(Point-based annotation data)
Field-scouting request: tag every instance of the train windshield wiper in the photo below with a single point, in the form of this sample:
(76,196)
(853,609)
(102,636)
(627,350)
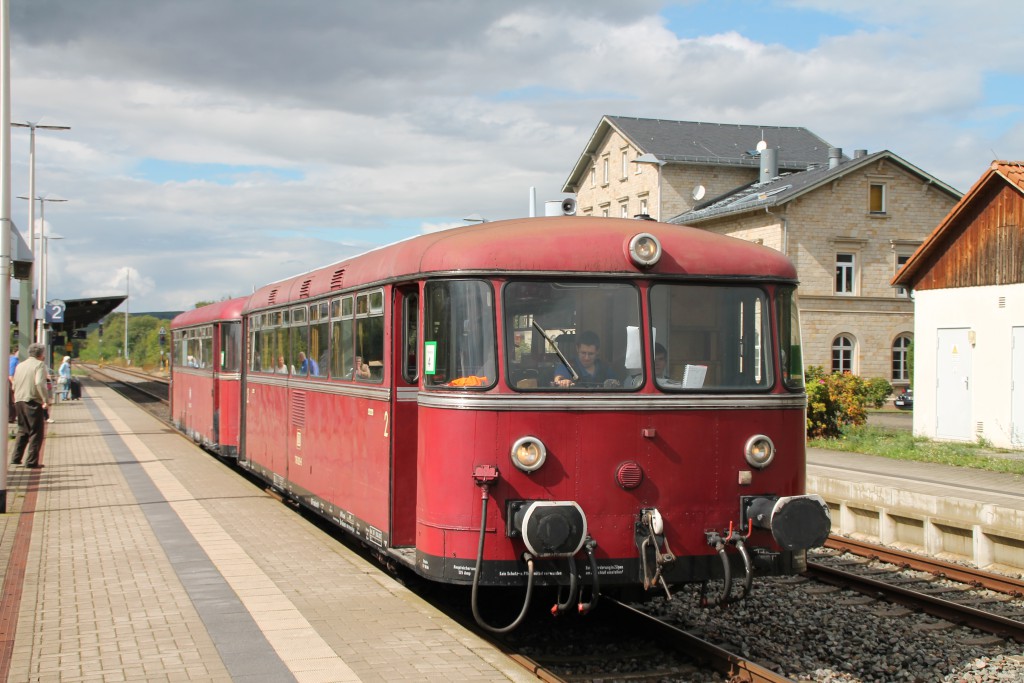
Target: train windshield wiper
(561,356)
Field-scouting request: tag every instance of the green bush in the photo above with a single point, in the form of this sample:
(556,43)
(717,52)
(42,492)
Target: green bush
(834,400)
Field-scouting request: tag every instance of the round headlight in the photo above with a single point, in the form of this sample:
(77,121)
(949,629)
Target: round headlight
(528,454)
(645,250)
(760,451)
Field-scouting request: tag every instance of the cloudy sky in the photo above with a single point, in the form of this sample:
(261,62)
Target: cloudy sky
(220,144)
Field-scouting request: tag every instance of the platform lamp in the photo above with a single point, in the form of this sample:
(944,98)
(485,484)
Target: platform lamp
(25,307)
(41,292)
(651,159)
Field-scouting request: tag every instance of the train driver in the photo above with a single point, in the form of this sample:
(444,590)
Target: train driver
(589,367)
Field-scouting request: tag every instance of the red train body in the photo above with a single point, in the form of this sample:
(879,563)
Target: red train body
(206,365)
(592,403)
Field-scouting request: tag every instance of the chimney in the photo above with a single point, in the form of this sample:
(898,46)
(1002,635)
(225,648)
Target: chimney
(769,164)
(835,157)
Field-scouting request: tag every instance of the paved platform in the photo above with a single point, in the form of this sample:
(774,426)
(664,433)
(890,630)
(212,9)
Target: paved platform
(955,513)
(134,556)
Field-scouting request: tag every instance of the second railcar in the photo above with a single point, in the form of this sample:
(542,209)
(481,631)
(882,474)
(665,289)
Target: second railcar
(206,375)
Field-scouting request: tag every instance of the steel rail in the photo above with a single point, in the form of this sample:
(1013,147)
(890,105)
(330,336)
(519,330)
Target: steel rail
(941,568)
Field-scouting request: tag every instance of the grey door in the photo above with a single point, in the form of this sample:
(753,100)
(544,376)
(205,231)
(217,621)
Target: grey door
(1017,388)
(953,380)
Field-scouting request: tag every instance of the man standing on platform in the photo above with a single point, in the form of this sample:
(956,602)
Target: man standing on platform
(32,397)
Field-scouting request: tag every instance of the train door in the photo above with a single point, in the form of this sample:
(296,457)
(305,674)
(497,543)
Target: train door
(404,389)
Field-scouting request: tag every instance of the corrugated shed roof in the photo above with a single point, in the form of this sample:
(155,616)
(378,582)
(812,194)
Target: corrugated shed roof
(1010,171)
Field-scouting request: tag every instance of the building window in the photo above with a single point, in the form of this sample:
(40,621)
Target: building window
(845,273)
(901,260)
(843,354)
(901,358)
(877,198)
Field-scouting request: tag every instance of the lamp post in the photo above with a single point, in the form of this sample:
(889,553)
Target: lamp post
(651,159)
(127,297)
(41,292)
(25,307)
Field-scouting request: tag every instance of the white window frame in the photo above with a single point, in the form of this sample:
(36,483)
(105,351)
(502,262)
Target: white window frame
(901,357)
(881,211)
(846,273)
(844,345)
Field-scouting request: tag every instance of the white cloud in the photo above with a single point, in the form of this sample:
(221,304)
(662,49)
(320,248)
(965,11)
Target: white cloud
(409,116)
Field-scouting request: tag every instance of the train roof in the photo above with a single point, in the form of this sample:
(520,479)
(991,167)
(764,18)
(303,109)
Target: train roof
(229,309)
(567,245)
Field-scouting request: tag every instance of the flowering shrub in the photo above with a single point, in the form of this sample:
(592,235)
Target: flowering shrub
(834,400)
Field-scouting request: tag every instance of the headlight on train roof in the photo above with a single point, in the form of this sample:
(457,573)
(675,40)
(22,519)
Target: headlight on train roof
(760,451)
(528,454)
(645,250)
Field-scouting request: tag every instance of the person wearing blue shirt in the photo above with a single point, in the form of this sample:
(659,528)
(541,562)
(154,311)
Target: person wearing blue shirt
(307,366)
(64,378)
(590,369)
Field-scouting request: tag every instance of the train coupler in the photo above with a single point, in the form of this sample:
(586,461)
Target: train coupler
(650,541)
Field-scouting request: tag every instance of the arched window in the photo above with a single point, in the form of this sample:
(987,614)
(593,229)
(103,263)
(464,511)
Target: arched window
(901,358)
(843,354)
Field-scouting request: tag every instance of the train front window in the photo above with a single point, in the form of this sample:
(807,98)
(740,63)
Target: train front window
(459,335)
(572,336)
(712,337)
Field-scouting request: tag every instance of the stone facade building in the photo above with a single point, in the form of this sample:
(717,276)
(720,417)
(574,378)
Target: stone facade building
(848,224)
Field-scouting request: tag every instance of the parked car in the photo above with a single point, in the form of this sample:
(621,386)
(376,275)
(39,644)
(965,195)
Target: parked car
(904,400)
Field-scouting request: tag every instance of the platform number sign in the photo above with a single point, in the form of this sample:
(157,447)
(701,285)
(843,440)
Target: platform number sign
(55,310)
(429,357)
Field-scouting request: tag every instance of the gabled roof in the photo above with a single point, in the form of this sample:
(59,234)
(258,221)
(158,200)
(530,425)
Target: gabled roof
(705,143)
(1009,172)
(787,186)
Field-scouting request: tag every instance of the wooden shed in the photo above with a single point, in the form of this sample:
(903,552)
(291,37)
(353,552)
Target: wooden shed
(968,284)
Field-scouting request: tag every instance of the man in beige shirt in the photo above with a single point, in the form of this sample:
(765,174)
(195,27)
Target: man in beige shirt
(32,397)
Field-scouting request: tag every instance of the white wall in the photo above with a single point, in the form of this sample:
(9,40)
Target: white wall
(980,309)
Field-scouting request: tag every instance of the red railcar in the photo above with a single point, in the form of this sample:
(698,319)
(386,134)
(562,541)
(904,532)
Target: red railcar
(206,375)
(589,403)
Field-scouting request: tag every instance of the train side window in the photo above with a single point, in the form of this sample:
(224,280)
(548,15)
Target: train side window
(298,358)
(369,365)
(230,347)
(791,353)
(320,347)
(411,361)
(342,353)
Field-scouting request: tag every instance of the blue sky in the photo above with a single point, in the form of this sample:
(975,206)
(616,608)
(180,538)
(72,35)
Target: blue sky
(220,145)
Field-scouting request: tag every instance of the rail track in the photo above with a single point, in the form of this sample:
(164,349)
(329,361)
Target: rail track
(956,594)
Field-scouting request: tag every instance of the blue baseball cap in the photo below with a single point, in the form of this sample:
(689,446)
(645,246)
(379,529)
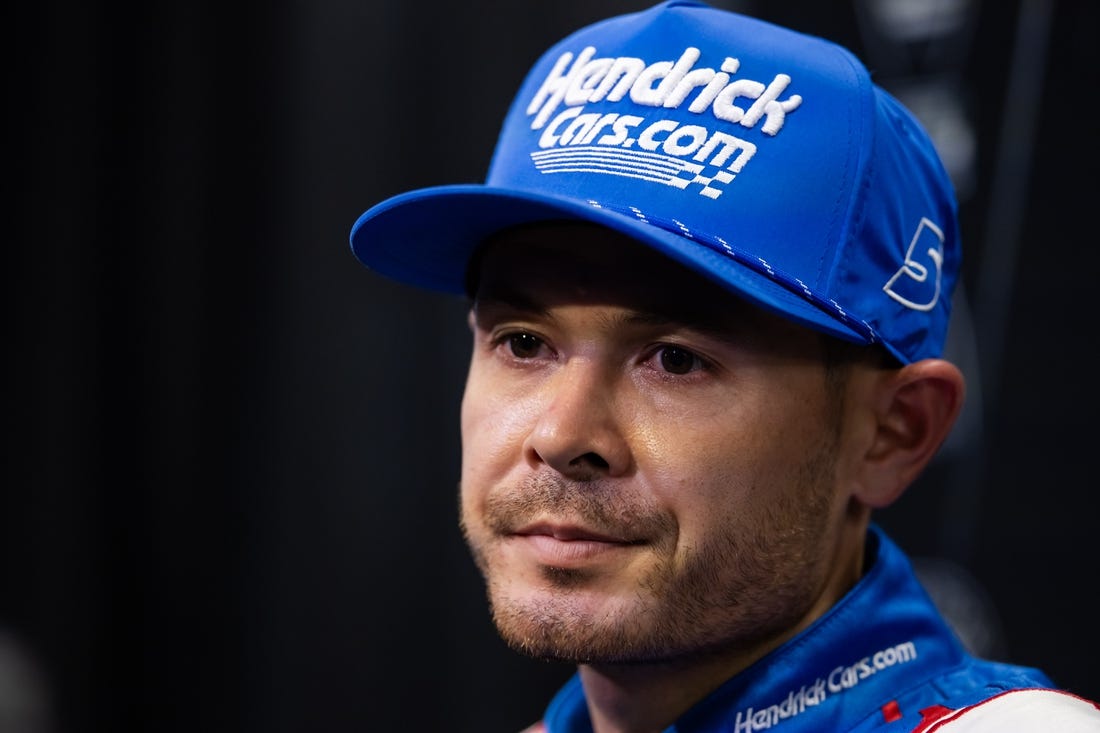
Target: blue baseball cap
(762,157)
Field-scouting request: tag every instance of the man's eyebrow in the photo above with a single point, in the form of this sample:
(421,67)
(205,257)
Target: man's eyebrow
(706,324)
(508,298)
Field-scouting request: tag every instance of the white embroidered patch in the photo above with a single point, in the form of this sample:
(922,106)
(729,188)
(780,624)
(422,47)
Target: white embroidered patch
(667,151)
(916,283)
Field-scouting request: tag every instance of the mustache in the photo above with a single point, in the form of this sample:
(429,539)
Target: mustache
(598,505)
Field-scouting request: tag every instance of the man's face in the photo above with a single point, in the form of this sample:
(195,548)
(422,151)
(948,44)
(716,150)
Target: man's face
(648,463)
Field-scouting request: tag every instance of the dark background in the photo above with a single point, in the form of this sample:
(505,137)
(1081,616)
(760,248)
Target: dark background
(231,453)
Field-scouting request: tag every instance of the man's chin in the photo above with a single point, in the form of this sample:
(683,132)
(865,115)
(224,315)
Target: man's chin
(581,631)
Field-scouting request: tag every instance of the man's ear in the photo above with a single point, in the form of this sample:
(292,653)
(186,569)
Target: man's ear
(915,407)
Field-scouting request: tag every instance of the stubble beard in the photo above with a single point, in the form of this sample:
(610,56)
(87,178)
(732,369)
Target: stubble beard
(730,592)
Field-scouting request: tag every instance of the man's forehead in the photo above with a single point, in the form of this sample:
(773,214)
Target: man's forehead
(538,266)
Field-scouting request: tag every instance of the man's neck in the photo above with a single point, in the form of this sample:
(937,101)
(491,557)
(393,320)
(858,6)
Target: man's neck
(649,698)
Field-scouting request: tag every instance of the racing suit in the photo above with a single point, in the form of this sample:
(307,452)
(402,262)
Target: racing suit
(881,659)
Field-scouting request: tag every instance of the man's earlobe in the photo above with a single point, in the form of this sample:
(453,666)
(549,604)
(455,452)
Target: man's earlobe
(916,407)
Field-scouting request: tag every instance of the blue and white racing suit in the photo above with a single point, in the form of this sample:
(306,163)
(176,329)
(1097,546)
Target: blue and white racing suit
(881,659)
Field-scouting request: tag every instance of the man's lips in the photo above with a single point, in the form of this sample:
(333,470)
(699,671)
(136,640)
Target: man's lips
(570,533)
(568,545)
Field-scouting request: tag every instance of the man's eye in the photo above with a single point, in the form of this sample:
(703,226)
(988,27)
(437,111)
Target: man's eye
(524,346)
(675,360)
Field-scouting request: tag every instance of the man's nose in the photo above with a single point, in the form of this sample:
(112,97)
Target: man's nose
(579,431)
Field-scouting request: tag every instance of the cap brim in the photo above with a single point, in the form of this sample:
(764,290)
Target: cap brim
(426,238)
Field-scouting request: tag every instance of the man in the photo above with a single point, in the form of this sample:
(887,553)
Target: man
(711,274)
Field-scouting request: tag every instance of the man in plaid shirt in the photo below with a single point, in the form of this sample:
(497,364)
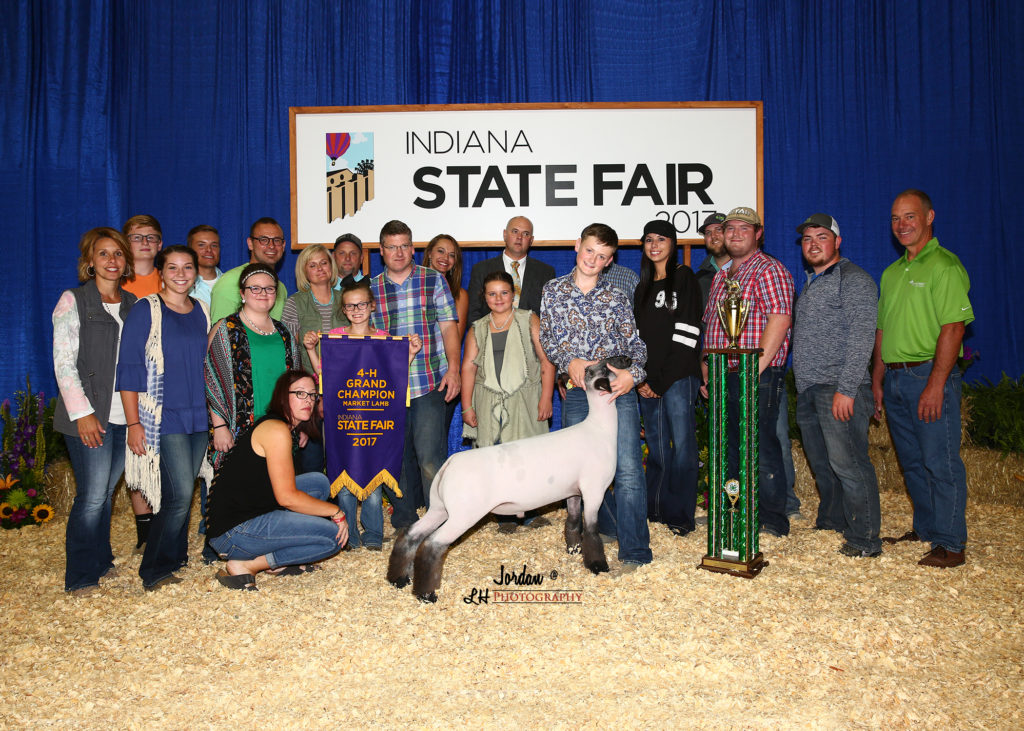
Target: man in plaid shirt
(415,299)
(768,287)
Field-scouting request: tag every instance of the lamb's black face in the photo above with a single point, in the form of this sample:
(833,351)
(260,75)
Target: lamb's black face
(599,376)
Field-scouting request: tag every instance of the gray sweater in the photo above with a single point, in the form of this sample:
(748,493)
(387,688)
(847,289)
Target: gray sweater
(834,329)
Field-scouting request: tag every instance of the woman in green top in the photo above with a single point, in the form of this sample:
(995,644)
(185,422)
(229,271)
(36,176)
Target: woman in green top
(312,308)
(248,352)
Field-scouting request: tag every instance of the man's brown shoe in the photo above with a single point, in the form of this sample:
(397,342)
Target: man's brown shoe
(908,535)
(941,558)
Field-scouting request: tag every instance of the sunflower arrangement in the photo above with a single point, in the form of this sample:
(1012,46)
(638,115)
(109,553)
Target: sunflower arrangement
(23,463)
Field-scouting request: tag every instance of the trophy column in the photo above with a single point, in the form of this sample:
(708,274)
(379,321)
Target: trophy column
(733,524)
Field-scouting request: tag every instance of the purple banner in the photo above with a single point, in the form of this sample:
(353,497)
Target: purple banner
(366,386)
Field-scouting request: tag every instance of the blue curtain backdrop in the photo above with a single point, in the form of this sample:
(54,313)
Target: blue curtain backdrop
(179,109)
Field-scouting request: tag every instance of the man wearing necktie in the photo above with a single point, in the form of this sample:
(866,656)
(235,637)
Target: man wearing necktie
(528,274)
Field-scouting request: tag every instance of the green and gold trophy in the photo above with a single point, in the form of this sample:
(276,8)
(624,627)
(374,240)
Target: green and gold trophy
(733,524)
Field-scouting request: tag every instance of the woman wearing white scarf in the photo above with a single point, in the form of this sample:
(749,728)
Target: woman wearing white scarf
(160,376)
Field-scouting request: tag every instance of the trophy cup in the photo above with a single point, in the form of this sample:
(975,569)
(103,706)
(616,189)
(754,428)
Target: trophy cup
(733,524)
(732,312)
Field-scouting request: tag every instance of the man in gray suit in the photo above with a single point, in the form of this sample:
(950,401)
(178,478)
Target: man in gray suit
(527,273)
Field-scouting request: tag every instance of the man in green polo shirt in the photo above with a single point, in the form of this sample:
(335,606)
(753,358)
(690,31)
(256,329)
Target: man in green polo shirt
(266,245)
(923,311)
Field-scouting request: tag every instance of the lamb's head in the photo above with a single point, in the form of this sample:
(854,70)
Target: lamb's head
(599,376)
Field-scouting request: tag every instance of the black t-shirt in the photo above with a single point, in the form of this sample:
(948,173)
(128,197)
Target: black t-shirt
(242,488)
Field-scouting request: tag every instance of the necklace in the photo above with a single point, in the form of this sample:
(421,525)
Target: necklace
(252,326)
(322,304)
(507,321)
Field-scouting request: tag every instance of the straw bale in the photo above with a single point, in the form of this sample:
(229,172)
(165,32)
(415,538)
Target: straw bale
(817,641)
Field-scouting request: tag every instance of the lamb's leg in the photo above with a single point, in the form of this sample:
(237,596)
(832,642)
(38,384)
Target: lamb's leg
(429,562)
(407,542)
(593,549)
(431,553)
(573,524)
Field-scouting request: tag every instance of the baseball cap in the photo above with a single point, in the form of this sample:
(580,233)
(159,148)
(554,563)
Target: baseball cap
(748,215)
(711,220)
(662,227)
(819,219)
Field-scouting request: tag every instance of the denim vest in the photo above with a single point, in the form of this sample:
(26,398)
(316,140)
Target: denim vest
(97,353)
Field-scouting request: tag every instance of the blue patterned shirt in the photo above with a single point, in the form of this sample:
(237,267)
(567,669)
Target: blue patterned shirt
(592,326)
(623,277)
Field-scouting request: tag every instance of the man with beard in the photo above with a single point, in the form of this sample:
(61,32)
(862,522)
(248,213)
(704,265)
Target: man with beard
(767,285)
(713,229)
(266,245)
(923,312)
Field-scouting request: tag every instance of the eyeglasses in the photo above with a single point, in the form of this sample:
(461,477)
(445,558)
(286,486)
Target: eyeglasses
(267,242)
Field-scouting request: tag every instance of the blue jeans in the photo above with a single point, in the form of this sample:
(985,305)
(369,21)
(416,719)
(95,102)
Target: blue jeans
(771,472)
(670,427)
(425,452)
(929,455)
(167,548)
(284,536)
(624,512)
(87,543)
(837,454)
(782,429)
(372,518)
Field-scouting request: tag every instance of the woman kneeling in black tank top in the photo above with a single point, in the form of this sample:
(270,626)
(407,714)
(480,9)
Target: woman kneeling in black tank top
(262,517)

- WORK TO COMPLETE -
Starting at the line that contains "Field-scouting request: tag every instance of the straw", repeat each line exactly through the last one in the listing. Include both of those lines and nothing more.

- WORKED ANSWER -
Field-scouting request: tag every instance of the straw bale in the photo above with a single point, in the form of this sample:
(229,172)
(165,32)
(415,538)
Target: straw bale
(817,641)
Field-scouting request: tag every instance of the lamb's leg in the photo above with a single point, in the form of this sample:
(237,596)
(832,642)
(38,384)
Target: lamb's leg
(429,562)
(407,542)
(593,549)
(431,553)
(573,524)
Field-scouting request: tag every instance of the baseball cap in the photo above with a single point, in the form of this sample:
(580,233)
(159,148)
(554,563)
Target: baseball cap
(748,215)
(711,220)
(662,227)
(819,219)
Field-scouting request: tag every instance of the denim vest in the photo above with a single point, in the form of this sample:
(26,398)
(316,140)
Target: denim vest
(97,353)
Field-scouting request: tag every instance of the blue patterned shirt in the photo above with a single point, in the form of this sample:
(237,267)
(567,669)
Target: blue patterned shirt
(592,326)
(623,277)
Field-scouting request: tag every instance of the man with beard in the photo above with a single point, in the form of this sample:
(61,32)
(862,522)
(248,213)
(704,265)
Target: man with beard
(767,285)
(713,229)
(266,245)
(923,312)
Field-scouting request: tag every instance of the eyeglasses in the photo above with a single point, in the form of this sample:
(461,477)
(445,558)
(286,486)
Target: eyeglasses
(267,242)
Field-scouting request: tag every instance of the blue jeans in the photo above with a single point, in the form of this sample:
(985,305)
(369,21)
(416,719)
(95,102)
Target: blue jeans
(771,472)
(670,427)
(425,452)
(929,455)
(167,548)
(284,536)
(624,512)
(87,543)
(837,454)
(782,429)
(372,518)
Field-scouting request: tag every instance of the woman kneeling in black tank top in the photo above with a single point, in the form of this sample:
(270,626)
(407,714)
(480,9)
Target: woman kneeling in black tank top
(262,517)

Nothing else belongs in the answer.